[Opening INPUT FOR THIS TASK section]

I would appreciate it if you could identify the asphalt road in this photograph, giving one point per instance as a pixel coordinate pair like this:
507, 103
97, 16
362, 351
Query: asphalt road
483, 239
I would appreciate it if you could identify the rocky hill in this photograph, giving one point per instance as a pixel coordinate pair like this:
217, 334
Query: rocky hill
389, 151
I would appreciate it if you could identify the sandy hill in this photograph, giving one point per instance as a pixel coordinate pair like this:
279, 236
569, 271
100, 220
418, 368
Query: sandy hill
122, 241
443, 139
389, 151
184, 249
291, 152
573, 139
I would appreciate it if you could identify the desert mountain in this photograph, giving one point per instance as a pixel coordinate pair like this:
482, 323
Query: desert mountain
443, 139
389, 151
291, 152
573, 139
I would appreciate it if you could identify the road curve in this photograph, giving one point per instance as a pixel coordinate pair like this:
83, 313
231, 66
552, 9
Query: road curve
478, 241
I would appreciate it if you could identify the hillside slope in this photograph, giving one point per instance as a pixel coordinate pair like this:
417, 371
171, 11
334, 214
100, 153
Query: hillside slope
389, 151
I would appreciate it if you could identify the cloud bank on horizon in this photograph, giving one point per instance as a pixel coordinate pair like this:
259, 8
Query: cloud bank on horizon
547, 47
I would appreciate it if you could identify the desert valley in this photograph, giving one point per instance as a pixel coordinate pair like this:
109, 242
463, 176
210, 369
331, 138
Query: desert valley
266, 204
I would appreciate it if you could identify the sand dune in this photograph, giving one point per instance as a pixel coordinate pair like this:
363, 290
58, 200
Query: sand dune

[Closing INPUT FOR THIS TASK section]

- EXERCISE DIRECTIONS
Reproduce exactly the line containing "I would appreciate it if you could identify the sand dune" and every line after it through the end of the records above, and nothing else.

- OUTPUT FOR THIS TASK
I would appreciate it if you could identify the sand dune in this photograph, giving one point per instance as a pixel coordinate pair like this:
363, 290
58, 200
Query: sand dune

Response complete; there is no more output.